[ФРАГМЕНТ ИНТЕРВЬЮ]
##############################

Татьянин день | Игумен Иннокентий (Ольховой) | 16.03.2011 |
— Отец Иннокентий, почему Вы выбрали монашеский путь и как оказались в Даниловом монастыре?
- Выбор монашеского пути — не совсем простой вопрос. Можно сказать, что Господь призвал, а человек этот призыв воспринял и пошел. Как правило, к монашеству приводит несколько разных событий, переживаний, размышлений, и что-то одно выделить сложно.
Я бы знаком близко с протоиереем Геннадием Огрызковым, настоятелем храма Малого Вознесения на Большой Никитской, который был духовным чадом нынешнего наместника Данилова монастыря архимандрита Алексия (Поликарпова). Тогда отец Алексий жил в Троице-Сергиевой Лавре, и многие ездили к нему на исповедь, в том числе и отец Геннадий. С отцом Геннадием мы общались довольно близко, я был знаком с его семьей. Бывал у него дома. Когда к нему приезжали монахи из Лавры, я общался с ними. Тогда мне показалось, что в монашестве есть особый дух. Эта жизнь меня так привлекла, что, когда встал вопрос о выборе жизненного пути, сердце склонилось к монашеству. Мы говорили с отцом Алексием. И он сказал, что для меня это правильный выбор. Отец Алексий уже был наместником Данилова монастыря, поэтому и принимать постриг я пришел сюда, поскольку он уже стал моим духовником. Это произошло в 1994 году.
— Вы прожили в монастыре уже шестнадцать лет. Это много?
- Как сказать. В монастырях немножко по-другому идет время, действуют иные категории времени. Мне кажется, что эти годы очень быстро прошли.
— Сам монастырь сильно изменился с середины 90-х годов?
- Конечно, разница есть. Ведь Данилов — городской монастырь, часть огромного города с его проблемами, ритмом жизни. Хоть у нас и иная атмосфера, нет такой спешки, задерганности, а все равно она чувствуется, потому что стоит выйти за ворота — и вот огромная Москва, у всех ритм жизни серьезный — работа, дети, семья. И мы все в монастыре с этим близко соприкасаемся, так как общаемся с людьми, которые приходят к нам поделиться радостными и горестями, причем чаще горестями. Не оставаясь к людям безучастными, мы тоже этим напитываемся.
— Трудно? Все же монастырь — место уединения. А тут получается некое противоречие с идеей монастыря.
- История знает разные монастыри. Например, был период, когда в Византии процветали именно городские монастыри. А есть другое направление монашеской жизни, например, египетская пустыня, Фиваида, где монахи старались жить вдалеке от города, от мира. Спасаться можно на любом месте.
— Но в городе труднее жить чем, скажем, на Афоне?
- Здесь трудности другого рода. На Афоне больше физического труда, строже устав, обязательные ночные молитвы. У нас физического труда поменьше, но больше нагрузка духовная: огромное количество посетителей. Для нас люди — самый большой труд.

##############################

[МАТЕРИАЛ]

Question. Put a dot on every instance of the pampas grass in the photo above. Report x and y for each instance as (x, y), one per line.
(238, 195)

##############################

[ЗАДАНИЕ] Воспроизведите, пожалуйста, без изменений отрывок интервью, начиная со слов «- Конечно, разница» и заканчивая словами «с идеей монастыря.». Данные здесь не понадобятся.

[ОТВЕТ]
- Конечно, разница есть. Ведь Данилов — городской монастырь, часть огромного города с его проблемами, ритмом жизни. Хоть у нас и иная атмосфера, нет такой спешки, задерганности, а все равно она чувствуется, потому что стоит выйти за ворота — и вот огромная Москва, у всех ритм жизни серьезный — работа, дети, семья. И мы все в монастыре с этим близко соприкасаемся, так как общаемся с людьми, которые приходят к нам поделиться радостными и горестями, причем чаще горестями. Не оставаясь к людям безучастными, мы тоже этим напитываемся.
— Трудно? Все же монастырь — место уединения. А тут получается некое противоречие с идеей монастыря.